→ **Selected excerpt**
## START
We are also joined here today by Mr. Jeffrey Gellman of Grant Thornton, our independent auditor, who will be available during the Q&A portion, or I should say, the question and answer session after the meeting to respond to appropriate questions. And finally, the company has appointed Christine Bennett and Larry Kanavas as judges of election for the meeting. Miss. Bennett and Mr. Kanavas are with us today and have taken oath of office earlier today. After the formal meeting has been adjourned, we will provide time for general questions. Only validated shareholders may ask questions in designated field on the web portal. Out of consideration for others, please limit yourself to one question. Please note that this meeting is being recorded. However, no one attending via the webcast or telephone is permitted to use any audio recording device.
The Board of Directors fixed May 28th, 2024, as the record date for determining shareholders entitled to vote at this meeting. An affidavit has been delivered attesting to the fact that a notice and access to notice to the proxy statement and the 2024 10-K Wrap were mailed on or about June 9th, 2024, to all shareholders of record date and will be incorporated into the minutes of this meeting. The shareholder list shows that as of the record date, there were 20,286,620 shares of class A common stock outstanding and entitled to vote at this meeting, and 2,260,954 shares of class B common stock outstanding entitled to vote at this meeting.
## END
Entries from an annotation dataset
## START
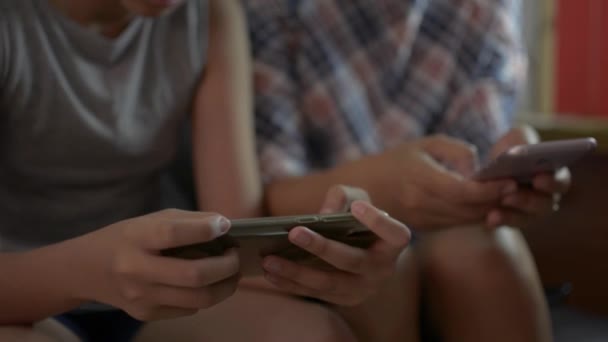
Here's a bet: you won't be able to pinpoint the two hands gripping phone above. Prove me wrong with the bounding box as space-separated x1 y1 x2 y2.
163 138 597 276
163 213 377 276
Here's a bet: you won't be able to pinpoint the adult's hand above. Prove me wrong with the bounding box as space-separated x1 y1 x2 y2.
486 126 571 227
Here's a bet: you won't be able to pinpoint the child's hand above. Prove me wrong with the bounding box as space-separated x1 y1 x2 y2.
75 210 239 320
263 188 410 306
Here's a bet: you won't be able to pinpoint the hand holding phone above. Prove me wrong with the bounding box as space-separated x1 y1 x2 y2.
473 138 597 183
163 213 377 276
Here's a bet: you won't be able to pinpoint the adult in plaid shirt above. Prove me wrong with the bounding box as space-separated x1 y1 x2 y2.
239 0 569 341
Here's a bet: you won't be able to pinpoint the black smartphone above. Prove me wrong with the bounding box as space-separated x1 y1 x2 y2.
162 213 377 276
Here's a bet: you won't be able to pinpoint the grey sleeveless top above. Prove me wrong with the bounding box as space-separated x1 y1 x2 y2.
0 0 208 251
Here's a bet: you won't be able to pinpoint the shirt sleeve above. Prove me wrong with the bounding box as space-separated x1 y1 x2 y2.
434 0 527 158
244 1 310 183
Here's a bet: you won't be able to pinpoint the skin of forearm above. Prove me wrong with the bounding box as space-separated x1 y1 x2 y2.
193 0 263 218
0 240 84 325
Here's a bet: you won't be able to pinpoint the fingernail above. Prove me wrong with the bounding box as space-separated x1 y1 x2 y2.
502 182 517 195
213 216 230 235
293 231 312 247
264 260 282 273
350 202 367 216
264 273 279 283
320 208 334 214
502 196 517 206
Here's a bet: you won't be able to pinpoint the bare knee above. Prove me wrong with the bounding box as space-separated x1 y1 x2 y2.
422 228 531 292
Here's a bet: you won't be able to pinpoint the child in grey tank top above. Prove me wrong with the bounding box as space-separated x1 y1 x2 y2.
0 0 261 341
0 0 410 341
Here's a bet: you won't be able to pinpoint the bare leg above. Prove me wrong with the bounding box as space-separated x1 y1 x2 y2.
421 227 551 342
339 248 420 342
0 319 80 342
136 288 355 342
136 248 418 342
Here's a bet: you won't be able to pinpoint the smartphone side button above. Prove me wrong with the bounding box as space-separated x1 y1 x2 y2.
297 217 319 224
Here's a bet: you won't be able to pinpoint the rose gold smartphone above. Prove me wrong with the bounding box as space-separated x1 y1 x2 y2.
163 213 377 276
473 138 597 183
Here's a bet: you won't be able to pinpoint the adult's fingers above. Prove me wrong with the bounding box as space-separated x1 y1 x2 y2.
420 135 479 177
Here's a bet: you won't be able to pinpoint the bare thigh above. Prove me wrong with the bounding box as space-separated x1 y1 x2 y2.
136 288 355 342
136 248 418 342
0 319 80 342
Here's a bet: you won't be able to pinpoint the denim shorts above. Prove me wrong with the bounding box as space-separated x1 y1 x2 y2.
54 310 143 342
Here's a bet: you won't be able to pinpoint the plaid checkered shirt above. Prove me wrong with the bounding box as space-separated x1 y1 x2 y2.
243 0 526 182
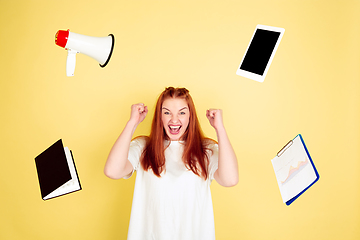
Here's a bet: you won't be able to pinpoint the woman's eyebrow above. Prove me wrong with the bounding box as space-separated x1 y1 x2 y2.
162 107 188 112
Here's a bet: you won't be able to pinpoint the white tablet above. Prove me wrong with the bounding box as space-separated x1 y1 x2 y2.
236 25 285 82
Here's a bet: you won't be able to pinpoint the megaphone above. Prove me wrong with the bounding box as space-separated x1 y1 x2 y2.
55 30 115 77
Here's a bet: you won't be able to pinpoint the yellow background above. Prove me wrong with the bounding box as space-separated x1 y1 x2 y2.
0 0 360 240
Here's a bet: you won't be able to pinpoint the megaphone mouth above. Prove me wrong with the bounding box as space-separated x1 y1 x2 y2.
99 34 115 68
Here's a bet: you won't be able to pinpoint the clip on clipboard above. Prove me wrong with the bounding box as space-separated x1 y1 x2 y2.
271 134 320 205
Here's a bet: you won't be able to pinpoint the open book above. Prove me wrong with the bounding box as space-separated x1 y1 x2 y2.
271 134 319 205
35 139 81 200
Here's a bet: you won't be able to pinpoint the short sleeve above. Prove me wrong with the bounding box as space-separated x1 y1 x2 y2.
124 137 146 179
209 143 219 180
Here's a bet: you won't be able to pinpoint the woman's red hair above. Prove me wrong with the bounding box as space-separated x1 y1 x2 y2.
141 87 213 180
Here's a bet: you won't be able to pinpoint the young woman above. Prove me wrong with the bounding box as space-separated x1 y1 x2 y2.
104 87 238 240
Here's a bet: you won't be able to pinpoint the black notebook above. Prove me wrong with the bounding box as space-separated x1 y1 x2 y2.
35 139 81 200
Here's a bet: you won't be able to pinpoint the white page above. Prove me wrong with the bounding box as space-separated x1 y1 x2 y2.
44 147 80 200
271 136 316 203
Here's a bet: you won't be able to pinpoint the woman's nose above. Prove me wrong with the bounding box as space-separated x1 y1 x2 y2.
171 115 179 123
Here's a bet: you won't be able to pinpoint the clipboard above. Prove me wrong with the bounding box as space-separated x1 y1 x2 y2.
271 134 320 206
35 139 82 200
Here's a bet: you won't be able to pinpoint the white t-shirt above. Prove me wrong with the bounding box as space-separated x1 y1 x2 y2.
125 138 218 240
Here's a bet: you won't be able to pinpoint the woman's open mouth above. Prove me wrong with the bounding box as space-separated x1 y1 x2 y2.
169 125 181 135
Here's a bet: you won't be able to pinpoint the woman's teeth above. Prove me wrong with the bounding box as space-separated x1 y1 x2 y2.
169 126 181 133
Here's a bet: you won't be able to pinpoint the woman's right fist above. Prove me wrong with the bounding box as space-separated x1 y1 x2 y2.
130 103 148 124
## END
Reproduce the shareholder meeting transcript in full, word for word.

We are also joined here today by Mr. Jeffrey Gellman of Grant Thornton, our independent auditor, who will be available during the Q&A portion, or I should say, the question and answer session after the meeting to respond to appropriate questions. And finally, the company has appointed Christine Bennett and Larry Kanavas as judges of election for the meeting. Miss. Bennett and Mr. Kanavas are with us today and have taken oath of office earlier today. After the formal meeting has been adjourned, we will provide time for general questions. Only validated shareholders may ask questions in designated field on the web portal. Out of consideration for others, please limit yourself to one question. Please note that this meeting is being recorded. However, no one attending via the webcast or telephone is permitted to use any audio recording device.
The Board of Directors fixed May 28th, 2024, as the record date for determining shareholders entitled to vote at this meeting. An affidavit has been delivered attesting to the fact that a notice and access to notice to the proxy statement and the 2024 10-K Wrap were mailed on or about June 9th, 2024, to all shareholders of record date and will be incorporated into the minutes of this meeting. The shareholder list shows that as of the record date, there were 20,286,620 shares of class A common stock outstanding and entitled to vote at this meeting, and 2,260,954 shares of class B common stock outstanding entitled to vote at this meeting.